— Requirement 1 —
Tally the lines in the entries below that contain the string "purple", and give only the number.

— Quoted passage —

I want to use my time wisely and he reminded me that no time with him is wasted even if my to-do list remains undone. I have long struggled with being able to just rest and do nothing. I am driven by the clock and my to-do list and desire for accomplishment. It was convicting and encouraging to have God remind me that he sees me, he sees my striving, and he can give me true peace and rest if I will trust him and surrender in obedience.
As my Immanuel Journaling time was winding down I was beginning to yawn and feel sleepy, relaxed even. The following internal dialogue occurred:
Me 1:
Perhaps, I do need some real, physical rest.
Me 2:
No, that's a waste of time.
Me 1:
Perhaps this is an opportunity to trust God and be obedient.
Me 2:
Well, perhaps. If it's a short one. Can God guarantee it'll only be about twenty minutes?
There are things to be done!
Me 1:
No, God is not negotiating. He is simply asking me to exercise faith and trust.
Okay, God, make this time holy.
So I managed to not look at my watch (miracle of miracles!) before I curled up on the little red couch I was sitting on and closed my eyes. I drifted in and out of consciousness, praying some, listening a bit to the sounds of the house. After awhile, my brain kicked back on more alert than before and I wondered how much time had passed. I was more easily able to avoid looking at my watch because it wouldn't be able to tell me anything useful. I decided the best thing would be to ignore clocks for the remainder of my morning and let my phone alarm alert me to when it was time to end my quiet morning and pick J up from preschool.

— Requirement 2 —
Write out the journal passage above from "I want to use" up to and including "and be obedient.", with the wording unchanged.

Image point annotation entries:
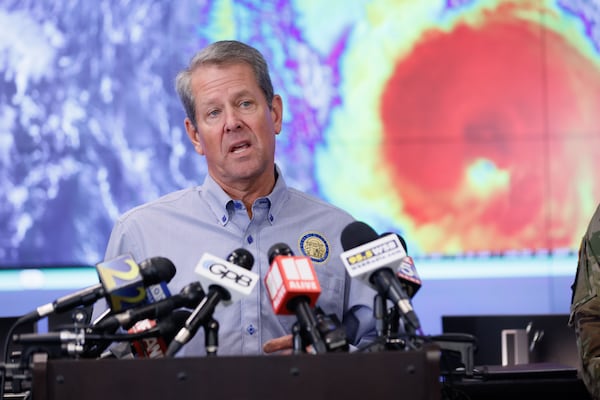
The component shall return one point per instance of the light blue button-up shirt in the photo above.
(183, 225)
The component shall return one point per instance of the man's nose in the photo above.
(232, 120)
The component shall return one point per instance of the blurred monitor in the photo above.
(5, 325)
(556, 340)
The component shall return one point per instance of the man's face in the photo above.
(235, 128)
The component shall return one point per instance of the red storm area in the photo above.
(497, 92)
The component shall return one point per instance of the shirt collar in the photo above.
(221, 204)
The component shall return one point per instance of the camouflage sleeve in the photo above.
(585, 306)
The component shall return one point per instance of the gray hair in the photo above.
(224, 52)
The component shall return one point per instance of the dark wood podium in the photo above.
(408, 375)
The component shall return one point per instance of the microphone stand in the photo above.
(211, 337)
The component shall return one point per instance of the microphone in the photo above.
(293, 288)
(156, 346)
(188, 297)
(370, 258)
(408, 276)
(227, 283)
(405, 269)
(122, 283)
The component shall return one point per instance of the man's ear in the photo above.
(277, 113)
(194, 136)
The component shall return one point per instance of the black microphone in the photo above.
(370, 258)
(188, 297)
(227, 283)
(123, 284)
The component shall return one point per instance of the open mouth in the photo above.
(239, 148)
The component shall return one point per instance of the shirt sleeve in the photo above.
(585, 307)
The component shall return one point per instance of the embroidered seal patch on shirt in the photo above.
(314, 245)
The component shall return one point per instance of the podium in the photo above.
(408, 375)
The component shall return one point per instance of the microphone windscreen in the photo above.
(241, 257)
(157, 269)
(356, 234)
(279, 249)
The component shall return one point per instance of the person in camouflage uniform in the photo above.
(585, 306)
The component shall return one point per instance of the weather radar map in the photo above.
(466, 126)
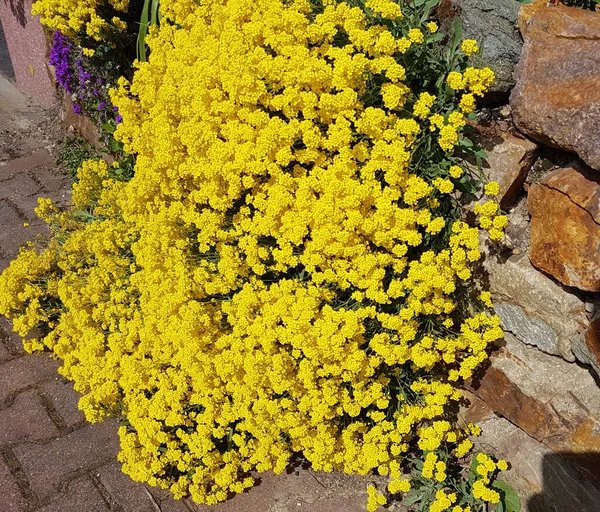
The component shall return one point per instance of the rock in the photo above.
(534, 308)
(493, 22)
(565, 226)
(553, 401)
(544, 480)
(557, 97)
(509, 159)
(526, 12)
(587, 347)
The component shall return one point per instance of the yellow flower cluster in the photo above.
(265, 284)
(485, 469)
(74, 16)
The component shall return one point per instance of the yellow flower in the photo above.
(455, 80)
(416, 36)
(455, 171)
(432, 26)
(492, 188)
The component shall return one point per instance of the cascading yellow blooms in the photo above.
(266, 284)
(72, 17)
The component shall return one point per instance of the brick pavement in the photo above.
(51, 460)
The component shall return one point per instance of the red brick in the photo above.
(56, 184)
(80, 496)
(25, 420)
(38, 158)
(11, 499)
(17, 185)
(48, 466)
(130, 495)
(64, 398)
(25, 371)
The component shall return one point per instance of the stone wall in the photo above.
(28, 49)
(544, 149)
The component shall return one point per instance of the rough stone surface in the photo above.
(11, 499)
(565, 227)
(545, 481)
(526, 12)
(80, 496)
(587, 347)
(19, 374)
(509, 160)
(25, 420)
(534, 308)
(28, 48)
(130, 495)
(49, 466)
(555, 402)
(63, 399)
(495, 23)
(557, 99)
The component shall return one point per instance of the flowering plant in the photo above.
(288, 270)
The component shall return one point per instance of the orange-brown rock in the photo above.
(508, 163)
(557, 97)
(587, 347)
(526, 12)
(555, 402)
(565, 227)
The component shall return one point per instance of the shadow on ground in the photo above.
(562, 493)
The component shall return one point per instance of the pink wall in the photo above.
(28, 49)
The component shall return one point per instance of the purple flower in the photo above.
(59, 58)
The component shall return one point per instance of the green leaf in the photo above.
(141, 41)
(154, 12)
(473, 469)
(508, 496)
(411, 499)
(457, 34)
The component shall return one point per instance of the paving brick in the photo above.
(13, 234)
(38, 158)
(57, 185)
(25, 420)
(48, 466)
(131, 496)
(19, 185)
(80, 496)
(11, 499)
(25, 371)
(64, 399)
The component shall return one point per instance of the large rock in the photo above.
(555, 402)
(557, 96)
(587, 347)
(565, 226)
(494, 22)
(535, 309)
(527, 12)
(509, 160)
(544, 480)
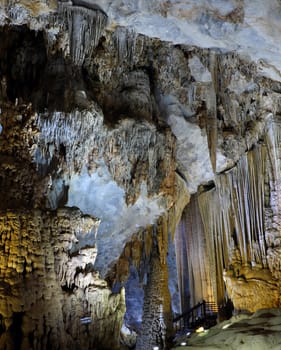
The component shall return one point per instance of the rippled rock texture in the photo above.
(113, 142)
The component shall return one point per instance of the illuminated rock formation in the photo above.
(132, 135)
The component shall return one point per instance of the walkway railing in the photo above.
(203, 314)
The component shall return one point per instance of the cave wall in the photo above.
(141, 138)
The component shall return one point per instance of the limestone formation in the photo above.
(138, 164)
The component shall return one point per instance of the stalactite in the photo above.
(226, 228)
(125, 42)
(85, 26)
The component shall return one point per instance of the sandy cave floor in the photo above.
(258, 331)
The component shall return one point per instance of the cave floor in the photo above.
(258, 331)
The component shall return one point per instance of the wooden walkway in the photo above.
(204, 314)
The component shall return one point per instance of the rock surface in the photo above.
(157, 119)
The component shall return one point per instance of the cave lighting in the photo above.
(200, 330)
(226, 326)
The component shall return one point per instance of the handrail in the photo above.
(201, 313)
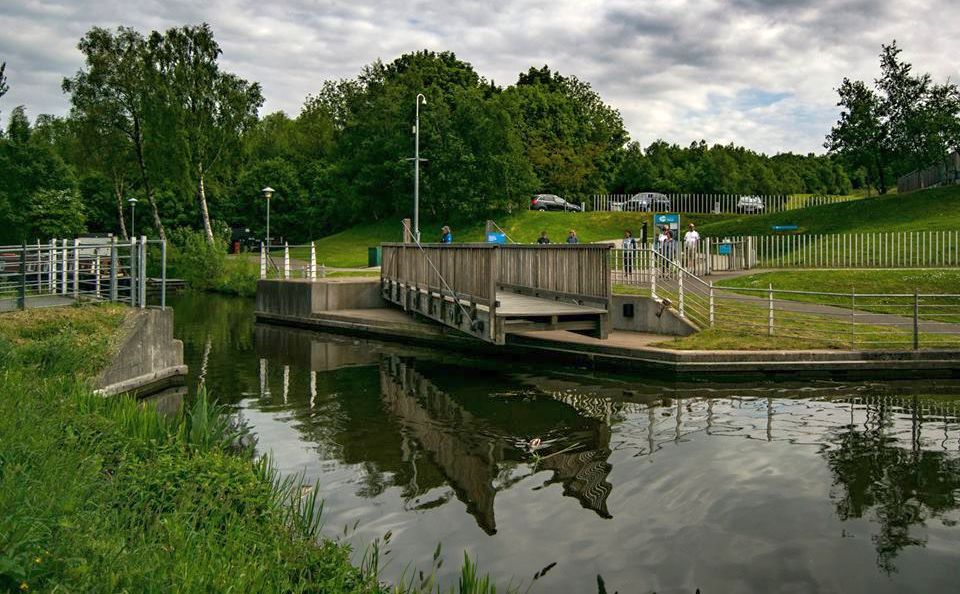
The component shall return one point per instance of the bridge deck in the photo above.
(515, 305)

==

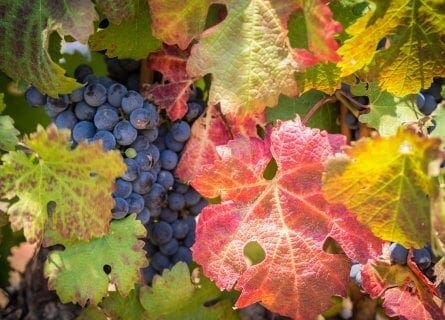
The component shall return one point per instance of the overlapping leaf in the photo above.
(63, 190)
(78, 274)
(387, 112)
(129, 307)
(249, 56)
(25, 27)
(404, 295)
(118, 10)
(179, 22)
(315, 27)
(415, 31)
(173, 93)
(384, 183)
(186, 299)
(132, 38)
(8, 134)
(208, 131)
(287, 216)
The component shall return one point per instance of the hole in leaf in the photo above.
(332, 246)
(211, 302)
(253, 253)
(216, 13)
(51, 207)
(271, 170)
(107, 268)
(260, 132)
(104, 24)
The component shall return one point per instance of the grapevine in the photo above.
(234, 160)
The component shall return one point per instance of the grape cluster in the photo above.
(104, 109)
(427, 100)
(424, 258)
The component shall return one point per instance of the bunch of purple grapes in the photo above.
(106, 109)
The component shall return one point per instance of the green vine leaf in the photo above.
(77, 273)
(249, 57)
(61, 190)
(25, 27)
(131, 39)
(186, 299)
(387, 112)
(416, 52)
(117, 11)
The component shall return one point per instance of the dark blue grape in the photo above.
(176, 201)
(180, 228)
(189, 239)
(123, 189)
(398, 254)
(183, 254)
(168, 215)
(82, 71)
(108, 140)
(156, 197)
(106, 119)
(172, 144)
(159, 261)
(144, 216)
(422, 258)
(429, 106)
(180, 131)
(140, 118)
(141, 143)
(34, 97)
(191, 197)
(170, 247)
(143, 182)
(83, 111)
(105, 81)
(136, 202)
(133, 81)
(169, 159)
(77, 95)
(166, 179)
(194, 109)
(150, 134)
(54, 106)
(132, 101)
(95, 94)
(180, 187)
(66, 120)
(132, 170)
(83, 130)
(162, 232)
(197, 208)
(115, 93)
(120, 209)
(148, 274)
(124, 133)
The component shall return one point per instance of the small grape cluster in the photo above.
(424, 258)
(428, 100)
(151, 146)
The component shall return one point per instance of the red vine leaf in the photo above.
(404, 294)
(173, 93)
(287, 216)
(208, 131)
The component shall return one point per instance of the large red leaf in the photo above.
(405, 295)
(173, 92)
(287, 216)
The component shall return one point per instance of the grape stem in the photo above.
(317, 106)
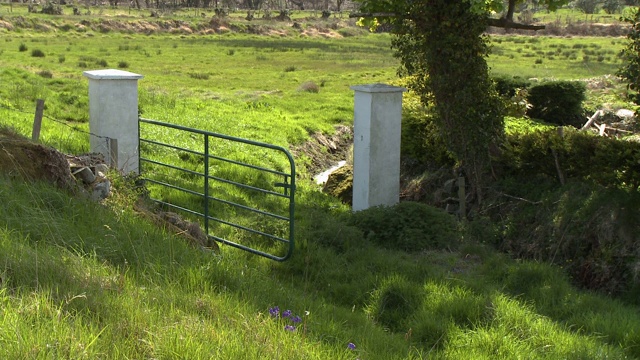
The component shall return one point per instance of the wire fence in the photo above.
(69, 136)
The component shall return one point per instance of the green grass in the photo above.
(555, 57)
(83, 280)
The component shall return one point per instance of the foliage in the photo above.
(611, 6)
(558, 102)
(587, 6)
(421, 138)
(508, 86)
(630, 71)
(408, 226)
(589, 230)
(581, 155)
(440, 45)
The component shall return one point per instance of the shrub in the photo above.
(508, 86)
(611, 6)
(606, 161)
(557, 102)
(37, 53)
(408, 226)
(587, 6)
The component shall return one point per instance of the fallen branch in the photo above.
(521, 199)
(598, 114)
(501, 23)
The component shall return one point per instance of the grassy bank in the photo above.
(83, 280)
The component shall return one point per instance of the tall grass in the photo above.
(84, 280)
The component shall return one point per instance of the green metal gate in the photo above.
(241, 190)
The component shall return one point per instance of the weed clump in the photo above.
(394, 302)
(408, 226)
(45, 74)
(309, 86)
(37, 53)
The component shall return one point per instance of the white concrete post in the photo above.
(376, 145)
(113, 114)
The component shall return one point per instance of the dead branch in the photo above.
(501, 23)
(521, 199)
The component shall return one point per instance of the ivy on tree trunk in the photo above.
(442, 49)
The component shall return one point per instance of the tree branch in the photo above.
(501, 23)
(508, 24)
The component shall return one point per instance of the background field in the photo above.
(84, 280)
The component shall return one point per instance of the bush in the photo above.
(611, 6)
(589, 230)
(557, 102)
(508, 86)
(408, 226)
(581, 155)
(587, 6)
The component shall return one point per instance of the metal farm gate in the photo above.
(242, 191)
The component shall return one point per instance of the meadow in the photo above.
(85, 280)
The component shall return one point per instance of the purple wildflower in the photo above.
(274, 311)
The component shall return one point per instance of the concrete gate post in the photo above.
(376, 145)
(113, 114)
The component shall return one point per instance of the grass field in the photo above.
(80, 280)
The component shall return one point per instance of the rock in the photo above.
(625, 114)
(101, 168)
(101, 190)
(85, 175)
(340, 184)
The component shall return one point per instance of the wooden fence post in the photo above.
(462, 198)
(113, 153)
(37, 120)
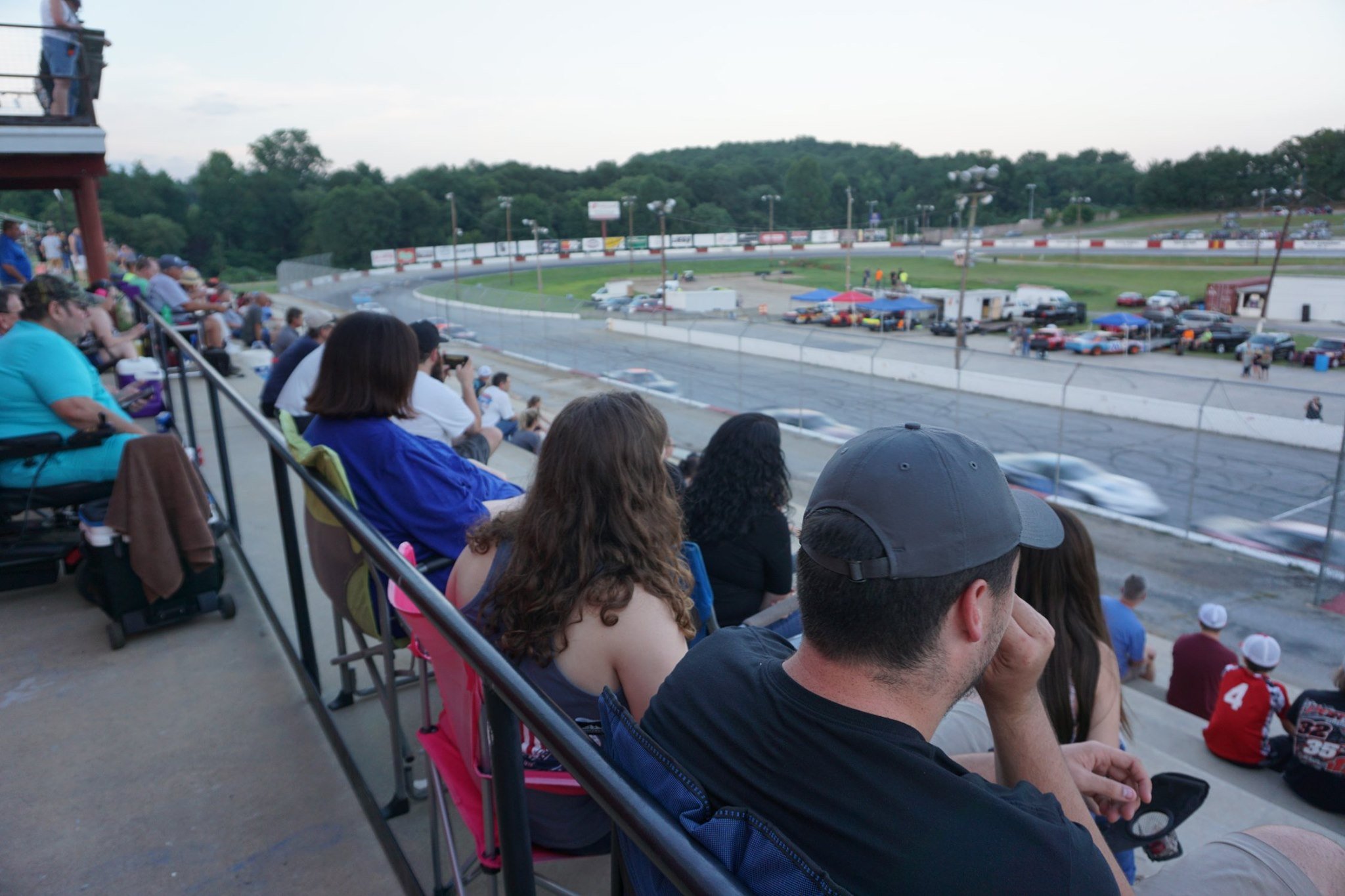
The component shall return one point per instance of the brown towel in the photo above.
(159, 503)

— Written answer 1 —
3

— Written answer 2 —
I want to use my time wisely and he reminded me that no time with him is wasted even if my to-do list remains undone. I have long struggled with being able to just rest and do nothing. I am driven by the clock and my to-do list and desire for accomplishment. It was convicting and encouraging to have God remind me that he sees me, he sees my striving, and he can give me true peace and rest if I will trust him and surrender in obedience.
As my Immanuel Journaling time was winding down I was beginning to yawn and feel sleepy, relaxed even. The following internal dialogue occurred:
Me 1:
Perhaps, I do need some real, physical rest.
Me 2:
No, that's a waste of time.
Me 1:
Perhaps this is an opportunity to trust God and be obedient.